• Required work:
1. In the tax court opinion, how does the Court say it will rule on the motion before it?
2. Check each statement against the tax court opinion and say yes or no, quoting the words that decide it: (a) The opinion was filed on April 2, 2007. (b) The issue for decision involves discharge of indebtedness income. (c) The Court grants the motion for partial summary judgment.

• Selection:
= = = = = = =

T.C. Memo. 2007-75
UNITED STATES TAX COURT
GILBERT HAHN, JR. AND MARGOT H. HAHN, Petitioners v.
COMMISSIONER OF INTERNAL REVENUE, Respondent
Docket No. 23756-04. Filed April 2, 2007.
George B. Delta and Stuart H. Gary, for petitioner Gilbert
Hahn, Jr.
Mary M. Baker, Matthew S. Campbell, James R. Hagerty, and
Haig V. Kalbian, for petitioner Margot H. Hahn.
Cleve Lisecki, Veena Luthra, and Lindsey D. Stellwagen, for
respondent.
MEMORANDUM OPINION
WELLS, Judge: The instant matter is before the Court on
petitioner Gilbert Hahn, Jr.’s Motion for Partial Summary
- 2 -
Judgment.1 The issue for decision concerns discharge of
indebtedness income pursuant to section 61(a)(12). For the
reasons stated below, we shall deny petitioner’s motion. Unless
otherwise indicated, all Rule references are to the Tax Court
Rules of Practice and Procedure, and all section references are
to the Internal Revenue Code, as amended.

= = = = = = =

• Recorded information:
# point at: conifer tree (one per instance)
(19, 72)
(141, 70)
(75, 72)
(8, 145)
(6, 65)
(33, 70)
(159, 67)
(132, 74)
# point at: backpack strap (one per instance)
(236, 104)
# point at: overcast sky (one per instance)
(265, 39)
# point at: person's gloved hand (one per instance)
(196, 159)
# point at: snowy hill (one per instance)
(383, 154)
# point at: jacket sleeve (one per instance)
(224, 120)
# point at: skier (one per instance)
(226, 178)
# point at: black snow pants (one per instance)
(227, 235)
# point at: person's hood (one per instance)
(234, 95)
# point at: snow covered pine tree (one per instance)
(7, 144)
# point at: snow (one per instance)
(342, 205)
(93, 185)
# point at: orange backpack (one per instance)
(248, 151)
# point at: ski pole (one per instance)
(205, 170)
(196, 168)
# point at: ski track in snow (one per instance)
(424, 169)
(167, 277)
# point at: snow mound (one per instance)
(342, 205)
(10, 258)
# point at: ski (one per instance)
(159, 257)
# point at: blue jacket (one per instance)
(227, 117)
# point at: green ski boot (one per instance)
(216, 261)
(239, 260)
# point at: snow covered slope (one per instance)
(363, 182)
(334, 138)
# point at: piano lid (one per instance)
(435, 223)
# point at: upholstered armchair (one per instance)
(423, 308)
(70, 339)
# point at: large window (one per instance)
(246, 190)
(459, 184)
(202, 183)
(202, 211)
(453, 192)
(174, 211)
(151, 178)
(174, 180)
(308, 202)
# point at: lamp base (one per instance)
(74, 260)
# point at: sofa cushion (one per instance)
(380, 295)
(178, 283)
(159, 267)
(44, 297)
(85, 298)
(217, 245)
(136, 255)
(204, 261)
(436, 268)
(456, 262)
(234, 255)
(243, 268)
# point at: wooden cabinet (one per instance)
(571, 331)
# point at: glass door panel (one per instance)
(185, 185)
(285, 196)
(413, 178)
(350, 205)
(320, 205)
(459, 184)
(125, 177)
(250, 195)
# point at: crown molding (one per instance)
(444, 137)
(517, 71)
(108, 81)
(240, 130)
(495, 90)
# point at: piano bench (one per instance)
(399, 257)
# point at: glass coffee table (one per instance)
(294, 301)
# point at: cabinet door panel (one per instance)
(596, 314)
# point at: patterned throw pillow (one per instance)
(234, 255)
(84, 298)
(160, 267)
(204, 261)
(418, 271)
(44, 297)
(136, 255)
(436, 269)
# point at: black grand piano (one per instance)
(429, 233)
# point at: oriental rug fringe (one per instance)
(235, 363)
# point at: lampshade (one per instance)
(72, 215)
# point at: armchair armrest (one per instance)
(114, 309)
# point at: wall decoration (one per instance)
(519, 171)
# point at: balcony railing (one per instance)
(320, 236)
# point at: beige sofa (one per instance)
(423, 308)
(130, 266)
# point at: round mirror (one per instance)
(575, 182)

= = = = = = =

• Solutions to the exercise:
1. The Court says it will deny petitioner Gilbert Hahn, Jr.’s Motion for Partial Summary Judgment.

2.
(a) Yes: "Filed April 2, 2007."
(b) Yes: "The issue for decision concerns discharge of indebtedness income pursuant to section 61(a)(12)."
(c) No: "we shall deny petitioner’s motion."